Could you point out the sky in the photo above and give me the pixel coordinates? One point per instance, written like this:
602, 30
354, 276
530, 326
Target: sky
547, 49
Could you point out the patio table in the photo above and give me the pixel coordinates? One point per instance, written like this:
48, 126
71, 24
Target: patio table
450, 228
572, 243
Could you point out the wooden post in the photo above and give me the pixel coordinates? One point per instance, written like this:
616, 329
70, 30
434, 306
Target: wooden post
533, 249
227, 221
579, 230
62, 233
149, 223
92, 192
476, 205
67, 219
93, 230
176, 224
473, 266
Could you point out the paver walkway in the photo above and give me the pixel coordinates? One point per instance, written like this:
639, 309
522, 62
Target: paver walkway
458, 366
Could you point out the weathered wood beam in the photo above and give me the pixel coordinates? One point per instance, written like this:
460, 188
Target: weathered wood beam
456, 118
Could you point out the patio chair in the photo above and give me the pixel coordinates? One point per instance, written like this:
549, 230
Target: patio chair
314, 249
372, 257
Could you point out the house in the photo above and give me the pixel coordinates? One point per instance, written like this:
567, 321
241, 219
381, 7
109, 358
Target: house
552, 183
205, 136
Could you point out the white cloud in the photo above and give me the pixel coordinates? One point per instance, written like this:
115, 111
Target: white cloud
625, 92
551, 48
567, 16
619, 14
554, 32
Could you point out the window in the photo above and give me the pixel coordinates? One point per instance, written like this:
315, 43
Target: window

┄┄┄┄┄┄┄┄┄┄┄┄┄┄┄┄┄┄┄┄

» JOB
Output every line of the items above as a JSON array of strings, one string per line and in the original order, omitting any blank lines.

» FINAL RESULT
[
  "Could you point out the sky in the photo above and give me the pixel coordinates? One point per instance, written like this:",
  "602, 30",
  "354, 276",
  "530, 326",
  "Target: sky",
  "547, 49",
  "Could you point out the patio table in the photo above and give me the pixel coordinates? One point per instance, written like this:",
  "48, 126",
  "71, 24",
  "Target: patio table",
  "450, 228",
  "572, 243",
  "Could you point out the wooden post in the photo above and give me the pixel coordinates? One point per instance, written like this:",
  "616, 329",
  "70, 30",
  "434, 306",
  "Target: wooden post",
  "533, 249",
  "227, 221",
  "579, 230",
  "62, 233",
  "149, 223",
  "92, 192",
  "476, 205",
  "67, 219",
  "93, 230",
  "176, 224",
  "473, 266",
  "Could you point out the paver walkway in the photo above and give me the pixel coordinates? One point per instance, written like this:",
  "639, 309",
  "522, 62",
  "Target: paver walkway",
  "458, 366",
  "Could you point out the weathered wood beam in the photo above and give me the pixel coordinates? One point per instance, written like this:",
  "460, 188",
  "Target: weathered wood beam",
  "456, 118",
  "Could you point out the patio chair in the photo above and give me the pixel coordinates? One point per instance, written like this:",
  "549, 230",
  "Target: patio chair",
  "314, 249",
  "372, 257",
  "Could you point out the house in the photo above and give me the pixel coordinates? One point per instance, written like this:",
  "567, 321",
  "241, 219",
  "381, 7",
  "109, 358",
  "Target: house",
  "552, 183",
  "205, 136",
  "Could you point out the white cloud in the photo above and give me the pixel coordinates? One point per instance, written like this:",
  "115, 111",
  "Target: white cloud",
  "625, 92",
  "551, 48",
  "567, 16",
  "619, 14",
  "554, 32",
  "Could you point out the window in the photo above and give me the pixel coordinates? One point per instance, written like this:",
  "315, 43",
  "Target: window"
]